**** TEXTO DADO

Llegamos así a la última de estas sentencias, la del 27 de noviembre, relacionada ahora con magistrados de la Sala de lo Social del Tribunal Supremo. Se anulan de nuevo los nombramientos realizados por el Consejo tras una meritoria argumentación que concluye señalando: «Una importante meta constitucional debe ser disipar cualquier sombra de sospecha sobre que la proximidad ideológica, partidaria o simplemente asociativa, pueda ser el componente principal de las decisiones que sobre nombramientos judiciales ha de adoptar el Consejo General del Poder judicial; y que la justificación y objetivación de los nombramientos judiciales, en los términos de profesionalidad que han sido apuntados, es el mejor camino para ahuyentar aquellos riesgos de sospecha y fortalecer esa confianza social en la Justicia sin la cual no puede hablarse de verdadero Estado de Derecho». La sentencia contiene algunos votos particulares de especial relevancia por el prestigio profesional de quienes los firman. Pero sus razonamientos, a mi juicio, no logran desvirtuar el núcleo esencial del bien trabado fallo de la mayoría.

********

REQUISITOS DEL EJERCICIO →
Escribe completo el texto sobre la sentencia del 27 de noviembre, igual que está y sin cambiar nada. El listado no hace falta para nada.

**** MATERIAL PROPORCIONADO

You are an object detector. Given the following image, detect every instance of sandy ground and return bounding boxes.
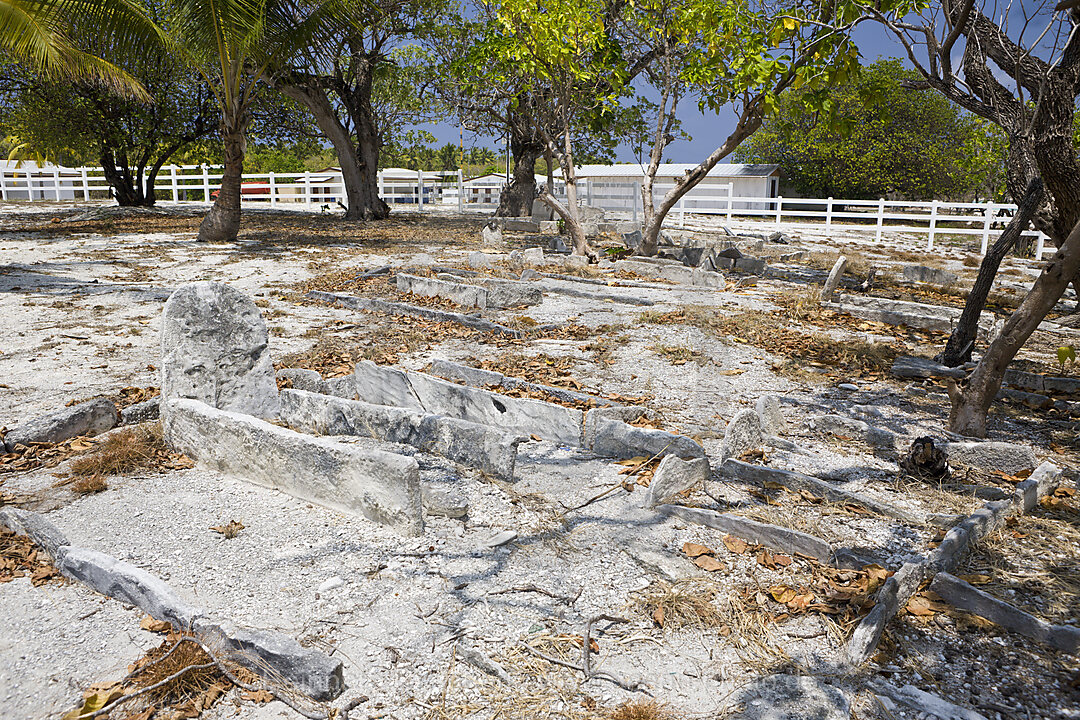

********

RESULTADO DE LA TAREA →
Llegamos así a la última de estas sentencias, la del 27 de noviembre, relacionada ahora con magistrados de la Sala de lo Social del Tribunal Supremo. Se anulan de nuevo los nombramientos realizados por el Consejo tras una meritoria argumentación que concluye señalando: «Una importante meta constitucional debe ser disipar cualquier sombra de sospecha sobre que la proximidad ideológica, partidaria o simplemente asociativa, pueda ser el componente principal de las decisiones que sobre nombramientos judiciales ha de adoptar el Consejo General del Poder judicial; y que la justificación y objetivación de los nombramientos judiciales, en los términos de profesionalidad que han sido apuntados, es el mejor camino para ahuyentar aquellos riesgos de sospecha y fortalecer esa confianza social en la Justicia sin la cual no puede hablarse de verdadero Estado de Derecho». La sentencia contiene algunos votos particulares de especial relevancia por el prestigio profesional de quienes los firman. Pero sus razonamientos, a mi juicio, no logran desvirtuar el núcleo esencial del bien trabado fallo de la mayoría.